> _What you should do_: Reproduce the listing below, replacing every occurrence of "simplified polygon" with "rough polygon" and leaving all other text as it stands.

## Begin

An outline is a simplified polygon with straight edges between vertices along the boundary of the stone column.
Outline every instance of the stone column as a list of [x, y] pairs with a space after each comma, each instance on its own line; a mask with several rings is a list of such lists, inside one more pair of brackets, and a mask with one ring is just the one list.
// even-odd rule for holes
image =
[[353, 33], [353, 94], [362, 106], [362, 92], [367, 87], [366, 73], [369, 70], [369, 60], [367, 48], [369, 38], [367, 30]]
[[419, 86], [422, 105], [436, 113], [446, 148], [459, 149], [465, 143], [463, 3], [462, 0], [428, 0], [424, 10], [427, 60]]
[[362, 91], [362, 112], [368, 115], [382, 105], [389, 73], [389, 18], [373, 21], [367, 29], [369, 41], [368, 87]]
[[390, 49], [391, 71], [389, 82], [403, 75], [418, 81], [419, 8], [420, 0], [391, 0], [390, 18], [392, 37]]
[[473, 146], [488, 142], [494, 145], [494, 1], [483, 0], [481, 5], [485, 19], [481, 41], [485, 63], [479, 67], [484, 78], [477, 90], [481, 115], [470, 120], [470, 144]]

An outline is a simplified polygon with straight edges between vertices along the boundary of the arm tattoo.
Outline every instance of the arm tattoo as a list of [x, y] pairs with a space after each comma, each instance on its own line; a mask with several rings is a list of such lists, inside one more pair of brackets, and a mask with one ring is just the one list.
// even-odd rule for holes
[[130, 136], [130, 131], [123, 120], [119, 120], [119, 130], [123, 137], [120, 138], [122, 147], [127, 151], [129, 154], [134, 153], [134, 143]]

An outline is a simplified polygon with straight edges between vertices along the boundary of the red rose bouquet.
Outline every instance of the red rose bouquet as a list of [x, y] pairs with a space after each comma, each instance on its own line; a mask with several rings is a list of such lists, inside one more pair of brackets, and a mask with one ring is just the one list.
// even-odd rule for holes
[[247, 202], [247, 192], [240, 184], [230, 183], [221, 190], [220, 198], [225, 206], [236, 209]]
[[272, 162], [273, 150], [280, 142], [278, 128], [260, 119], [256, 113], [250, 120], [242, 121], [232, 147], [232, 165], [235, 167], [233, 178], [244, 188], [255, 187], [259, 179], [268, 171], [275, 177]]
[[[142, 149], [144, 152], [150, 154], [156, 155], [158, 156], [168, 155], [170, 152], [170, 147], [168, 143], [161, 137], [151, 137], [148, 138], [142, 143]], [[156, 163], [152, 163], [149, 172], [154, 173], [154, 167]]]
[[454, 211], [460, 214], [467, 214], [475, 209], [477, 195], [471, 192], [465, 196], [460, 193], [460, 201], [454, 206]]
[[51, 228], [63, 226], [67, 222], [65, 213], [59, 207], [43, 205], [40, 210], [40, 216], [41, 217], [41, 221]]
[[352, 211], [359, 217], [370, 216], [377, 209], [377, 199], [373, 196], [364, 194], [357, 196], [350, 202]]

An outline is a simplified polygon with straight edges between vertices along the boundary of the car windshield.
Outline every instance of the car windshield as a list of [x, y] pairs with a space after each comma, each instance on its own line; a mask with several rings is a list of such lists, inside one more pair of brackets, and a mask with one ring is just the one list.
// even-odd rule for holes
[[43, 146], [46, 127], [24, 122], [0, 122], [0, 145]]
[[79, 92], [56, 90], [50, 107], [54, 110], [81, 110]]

## End

> _Exercise solution_:
An outline is a rough polygon with straight edges between vertices along the boundary of the stone column.
Outline every instance of the stone column as a list of [x, y] pairs with a space after each comma, each instance on its own line; a mask with several rings is a list of such lists, inside one more pair of brackets, and a mask with one ring is just the one list.
// even-odd rule for holes
image =
[[353, 33], [353, 94], [362, 106], [362, 92], [367, 87], [366, 73], [369, 70], [369, 60], [367, 48], [369, 38], [367, 30]]
[[419, 86], [422, 105], [436, 113], [446, 148], [459, 149], [465, 143], [463, 3], [462, 0], [428, 0], [424, 10], [427, 60]]
[[362, 91], [362, 112], [368, 115], [382, 105], [389, 73], [389, 18], [373, 21], [367, 29], [369, 41], [368, 87]]
[[390, 49], [391, 71], [389, 82], [403, 75], [418, 81], [419, 8], [420, 0], [391, 0], [390, 18], [392, 37]]
[[473, 146], [488, 142], [494, 145], [494, 1], [483, 0], [481, 5], [485, 19], [481, 41], [485, 63], [479, 67], [484, 78], [477, 90], [481, 115], [470, 120], [470, 144]]

An outline is a rough polygon with straight edges between vertices along the boundary of the arm tattoo.
Outline every instance of the arm tattoo as a list of [x, y] pairs with a space after each comma, each instance on its own line; a mask with several rings is a list of such lists, inside one more pair of brackets, and a mask with one ring is just the one list.
// even-odd rule for holes
[[130, 136], [130, 131], [123, 120], [119, 120], [119, 130], [123, 137], [120, 138], [122, 147], [127, 151], [129, 154], [134, 153], [134, 143]]

An outline is a rough polygon with straight edges between vertices along the boundary of the red rose bouquet.
Outline every instance of the red rose bouquet as a list of [x, y] pairs with a space after each comma, each instance on its own line; a mask with several rings is a list of such lists, inside one more pair of brackets, and a mask with one ring is just the one list.
// even-odd rule for holes
[[247, 202], [247, 192], [240, 184], [230, 183], [221, 190], [220, 198], [225, 206], [236, 209]]
[[272, 162], [273, 150], [280, 142], [278, 128], [260, 119], [256, 113], [250, 120], [242, 121], [232, 147], [232, 165], [235, 167], [233, 178], [244, 188], [255, 187], [259, 179], [268, 171], [275, 177]]
[[[142, 149], [144, 152], [150, 154], [156, 155], [158, 156], [168, 155], [170, 152], [170, 147], [168, 143], [161, 137], [151, 137], [148, 138], [142, 143]], [[156, 163], [152, 163], [149, 172], [154, 173], [154, 167]]]
[[454, 211], [460, 214], [467, 214], [475, 209], [477, 195], [471, 192], [465, 196], [460, 193], [460, 201], [454, 206]]
[[51, 228], [63, 226], [67, 222], [65, 213], [59, 207], [43, 205], [40, 210], [40, 216], [41, 217], [41, 221]]
[[352, 211], [359, 217], [370, 216], [377, 209], [377, 199], [373, 196], [364, 194], [357, 196], [350, 202]]

An outline is a rough polygon with straight edges between vertices along the boundary of the car windshield.
Outline every instance of the car windshield as a list of [x, y] pairs with a space after each comma, each instance on its own line; a mask with several rings is a list of such lists, inside one more pair of brackets, and a mask with one ring is just the one list.
// even-odd rule for holes
[[43, 146], [46, 127], [24, 122], [0, 122], [0, 145]]
[[79, 92], [56, 90], [50, 107], [54, 110], [81, 110]]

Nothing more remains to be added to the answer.